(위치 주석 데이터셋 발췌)

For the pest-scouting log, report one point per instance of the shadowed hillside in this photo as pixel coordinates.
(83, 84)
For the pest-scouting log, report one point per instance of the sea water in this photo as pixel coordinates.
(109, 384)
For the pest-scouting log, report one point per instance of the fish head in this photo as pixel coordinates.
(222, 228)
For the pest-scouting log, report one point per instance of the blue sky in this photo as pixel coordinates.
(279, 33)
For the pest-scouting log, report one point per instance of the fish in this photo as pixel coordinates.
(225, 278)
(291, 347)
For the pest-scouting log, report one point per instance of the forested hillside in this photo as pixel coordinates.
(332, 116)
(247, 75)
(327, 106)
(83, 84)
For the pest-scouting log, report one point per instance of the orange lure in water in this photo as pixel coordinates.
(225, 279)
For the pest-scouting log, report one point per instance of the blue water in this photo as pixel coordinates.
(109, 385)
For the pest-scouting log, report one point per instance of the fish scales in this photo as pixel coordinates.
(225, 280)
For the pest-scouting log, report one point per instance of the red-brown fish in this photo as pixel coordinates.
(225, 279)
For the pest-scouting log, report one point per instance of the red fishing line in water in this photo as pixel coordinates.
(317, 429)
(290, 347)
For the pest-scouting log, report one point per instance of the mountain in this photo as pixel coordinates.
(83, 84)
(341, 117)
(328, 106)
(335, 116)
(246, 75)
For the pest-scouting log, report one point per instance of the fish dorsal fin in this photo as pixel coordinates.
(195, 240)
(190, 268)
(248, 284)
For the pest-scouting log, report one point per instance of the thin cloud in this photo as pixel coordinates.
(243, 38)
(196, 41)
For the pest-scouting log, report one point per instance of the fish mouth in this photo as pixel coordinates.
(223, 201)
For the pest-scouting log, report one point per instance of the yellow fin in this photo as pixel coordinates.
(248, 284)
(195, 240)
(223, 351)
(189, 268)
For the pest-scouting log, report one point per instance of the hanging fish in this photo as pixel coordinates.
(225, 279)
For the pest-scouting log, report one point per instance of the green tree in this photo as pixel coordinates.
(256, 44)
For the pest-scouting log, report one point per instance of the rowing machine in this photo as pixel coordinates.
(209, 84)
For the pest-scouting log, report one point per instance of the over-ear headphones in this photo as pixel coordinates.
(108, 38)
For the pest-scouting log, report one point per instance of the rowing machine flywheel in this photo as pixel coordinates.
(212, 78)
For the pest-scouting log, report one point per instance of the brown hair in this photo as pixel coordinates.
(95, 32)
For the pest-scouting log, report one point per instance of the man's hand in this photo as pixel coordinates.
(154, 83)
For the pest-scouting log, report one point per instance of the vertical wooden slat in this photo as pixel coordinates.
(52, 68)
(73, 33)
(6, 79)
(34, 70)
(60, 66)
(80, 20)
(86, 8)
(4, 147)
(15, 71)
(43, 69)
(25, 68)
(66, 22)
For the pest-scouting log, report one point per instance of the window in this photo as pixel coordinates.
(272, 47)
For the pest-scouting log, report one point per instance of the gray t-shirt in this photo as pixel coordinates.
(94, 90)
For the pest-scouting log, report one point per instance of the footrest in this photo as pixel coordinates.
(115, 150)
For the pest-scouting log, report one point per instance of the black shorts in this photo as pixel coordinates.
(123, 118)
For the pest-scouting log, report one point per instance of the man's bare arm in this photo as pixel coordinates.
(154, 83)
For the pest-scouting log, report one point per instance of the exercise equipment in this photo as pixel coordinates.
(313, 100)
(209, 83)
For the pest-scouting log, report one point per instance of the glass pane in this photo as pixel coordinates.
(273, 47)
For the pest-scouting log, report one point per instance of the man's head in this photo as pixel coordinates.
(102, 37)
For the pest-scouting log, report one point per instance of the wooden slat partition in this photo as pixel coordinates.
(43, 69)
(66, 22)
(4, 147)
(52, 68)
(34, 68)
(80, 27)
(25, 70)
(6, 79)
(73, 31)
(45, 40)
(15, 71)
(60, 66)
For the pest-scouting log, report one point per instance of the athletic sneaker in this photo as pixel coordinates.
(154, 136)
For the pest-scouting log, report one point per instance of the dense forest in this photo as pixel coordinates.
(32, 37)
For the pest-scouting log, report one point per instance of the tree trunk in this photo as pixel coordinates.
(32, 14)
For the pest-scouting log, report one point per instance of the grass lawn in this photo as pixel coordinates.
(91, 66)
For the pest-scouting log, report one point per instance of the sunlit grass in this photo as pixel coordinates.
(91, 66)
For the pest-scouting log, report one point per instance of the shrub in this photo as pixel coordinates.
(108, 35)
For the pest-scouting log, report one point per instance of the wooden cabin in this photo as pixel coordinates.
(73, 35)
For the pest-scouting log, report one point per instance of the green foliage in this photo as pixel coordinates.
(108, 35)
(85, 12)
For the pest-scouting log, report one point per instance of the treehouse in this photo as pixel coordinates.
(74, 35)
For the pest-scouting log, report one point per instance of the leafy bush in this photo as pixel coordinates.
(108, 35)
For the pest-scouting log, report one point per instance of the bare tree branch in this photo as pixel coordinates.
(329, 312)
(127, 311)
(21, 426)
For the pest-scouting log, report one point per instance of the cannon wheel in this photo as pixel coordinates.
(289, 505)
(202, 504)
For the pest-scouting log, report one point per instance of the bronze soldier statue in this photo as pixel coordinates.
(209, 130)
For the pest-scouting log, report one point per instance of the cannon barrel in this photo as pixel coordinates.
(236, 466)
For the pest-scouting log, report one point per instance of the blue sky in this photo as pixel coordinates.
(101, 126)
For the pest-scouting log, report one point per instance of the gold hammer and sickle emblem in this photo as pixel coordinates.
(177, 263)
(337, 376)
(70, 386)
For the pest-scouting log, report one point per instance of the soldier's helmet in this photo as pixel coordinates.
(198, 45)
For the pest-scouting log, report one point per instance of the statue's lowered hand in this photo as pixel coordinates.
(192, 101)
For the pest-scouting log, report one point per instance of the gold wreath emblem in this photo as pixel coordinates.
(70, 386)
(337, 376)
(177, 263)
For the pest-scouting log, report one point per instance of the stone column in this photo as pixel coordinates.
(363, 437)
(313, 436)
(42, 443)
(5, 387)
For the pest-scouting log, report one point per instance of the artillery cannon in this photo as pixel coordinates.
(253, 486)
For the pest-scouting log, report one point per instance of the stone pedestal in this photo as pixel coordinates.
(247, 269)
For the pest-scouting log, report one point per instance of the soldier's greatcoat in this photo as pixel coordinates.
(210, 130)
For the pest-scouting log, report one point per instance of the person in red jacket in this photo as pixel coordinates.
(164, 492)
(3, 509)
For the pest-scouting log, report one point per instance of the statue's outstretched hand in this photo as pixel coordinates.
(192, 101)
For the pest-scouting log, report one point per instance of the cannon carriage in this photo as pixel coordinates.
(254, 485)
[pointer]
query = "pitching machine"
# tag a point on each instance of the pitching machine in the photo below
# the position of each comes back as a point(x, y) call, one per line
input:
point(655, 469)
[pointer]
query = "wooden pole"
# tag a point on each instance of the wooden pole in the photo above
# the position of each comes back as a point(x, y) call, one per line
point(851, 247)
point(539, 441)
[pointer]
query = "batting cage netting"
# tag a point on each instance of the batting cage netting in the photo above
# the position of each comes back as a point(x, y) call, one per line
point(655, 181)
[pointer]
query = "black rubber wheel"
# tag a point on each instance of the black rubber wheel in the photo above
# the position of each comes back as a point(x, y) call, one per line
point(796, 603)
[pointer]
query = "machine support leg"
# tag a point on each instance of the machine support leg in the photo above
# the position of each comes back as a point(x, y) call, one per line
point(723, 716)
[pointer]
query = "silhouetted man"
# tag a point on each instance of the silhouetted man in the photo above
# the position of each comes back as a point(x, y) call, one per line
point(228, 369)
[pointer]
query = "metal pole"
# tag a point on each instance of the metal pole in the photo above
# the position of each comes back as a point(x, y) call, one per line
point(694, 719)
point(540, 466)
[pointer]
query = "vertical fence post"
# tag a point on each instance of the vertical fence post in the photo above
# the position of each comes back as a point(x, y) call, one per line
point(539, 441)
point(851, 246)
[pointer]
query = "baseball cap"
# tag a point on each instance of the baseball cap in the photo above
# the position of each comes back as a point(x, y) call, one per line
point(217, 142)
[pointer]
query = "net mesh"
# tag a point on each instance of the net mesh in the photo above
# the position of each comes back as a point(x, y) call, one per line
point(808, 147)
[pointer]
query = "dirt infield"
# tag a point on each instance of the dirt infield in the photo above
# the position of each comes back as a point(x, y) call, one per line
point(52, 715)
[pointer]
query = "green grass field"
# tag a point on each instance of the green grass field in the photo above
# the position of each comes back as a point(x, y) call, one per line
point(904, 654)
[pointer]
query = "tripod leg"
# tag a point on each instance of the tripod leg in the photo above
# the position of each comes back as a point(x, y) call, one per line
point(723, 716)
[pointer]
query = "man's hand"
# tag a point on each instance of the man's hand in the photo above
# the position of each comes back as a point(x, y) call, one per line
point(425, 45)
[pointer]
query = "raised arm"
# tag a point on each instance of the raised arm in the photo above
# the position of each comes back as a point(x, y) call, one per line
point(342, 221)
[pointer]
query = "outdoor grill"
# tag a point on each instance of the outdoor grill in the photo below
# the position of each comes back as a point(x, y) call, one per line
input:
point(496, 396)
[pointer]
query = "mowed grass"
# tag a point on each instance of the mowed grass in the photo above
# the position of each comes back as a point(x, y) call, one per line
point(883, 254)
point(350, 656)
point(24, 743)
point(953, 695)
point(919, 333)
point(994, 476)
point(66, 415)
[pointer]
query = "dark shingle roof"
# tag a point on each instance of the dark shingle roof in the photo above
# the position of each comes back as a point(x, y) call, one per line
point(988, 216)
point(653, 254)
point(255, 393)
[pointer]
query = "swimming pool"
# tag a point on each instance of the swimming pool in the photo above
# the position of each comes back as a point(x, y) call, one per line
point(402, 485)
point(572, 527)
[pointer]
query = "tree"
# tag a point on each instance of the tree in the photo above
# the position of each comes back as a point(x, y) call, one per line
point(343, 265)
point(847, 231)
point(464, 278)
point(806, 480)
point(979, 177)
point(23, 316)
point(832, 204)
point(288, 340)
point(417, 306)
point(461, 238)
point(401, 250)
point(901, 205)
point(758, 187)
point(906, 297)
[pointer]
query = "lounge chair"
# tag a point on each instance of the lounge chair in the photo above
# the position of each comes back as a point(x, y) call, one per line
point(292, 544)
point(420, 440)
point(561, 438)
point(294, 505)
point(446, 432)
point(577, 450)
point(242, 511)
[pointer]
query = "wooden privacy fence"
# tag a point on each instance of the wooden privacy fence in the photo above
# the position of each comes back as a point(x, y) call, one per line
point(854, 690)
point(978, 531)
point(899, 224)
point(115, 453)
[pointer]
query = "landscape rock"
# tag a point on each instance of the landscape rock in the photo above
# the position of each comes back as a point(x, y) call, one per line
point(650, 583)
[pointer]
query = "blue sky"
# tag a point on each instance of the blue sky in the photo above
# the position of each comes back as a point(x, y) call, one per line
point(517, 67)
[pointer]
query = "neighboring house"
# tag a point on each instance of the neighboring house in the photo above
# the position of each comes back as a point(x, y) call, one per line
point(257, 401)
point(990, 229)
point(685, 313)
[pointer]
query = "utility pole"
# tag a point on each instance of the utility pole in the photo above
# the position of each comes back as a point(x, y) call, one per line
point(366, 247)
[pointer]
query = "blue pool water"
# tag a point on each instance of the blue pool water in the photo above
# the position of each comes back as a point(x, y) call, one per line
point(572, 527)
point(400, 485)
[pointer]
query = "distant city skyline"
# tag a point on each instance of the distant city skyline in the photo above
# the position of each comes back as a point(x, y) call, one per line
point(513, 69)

- [과제 설명]: 위 데이터에서 단어 "gold"에 해당하는 문자열이 들어 있는 줄은 어느 것인가요? 그런 줄을 모두 골라 원문 그대로 옮겨 적으세요.

- [과제 결과]:
For the pest-scouting log, report one point per instance of the gold hammer and sickle emblem in this photo as pixel coordinates.
For the pest-scouting log, report one point per instance of the gold wreath emblem in this photo as pixel coordinates.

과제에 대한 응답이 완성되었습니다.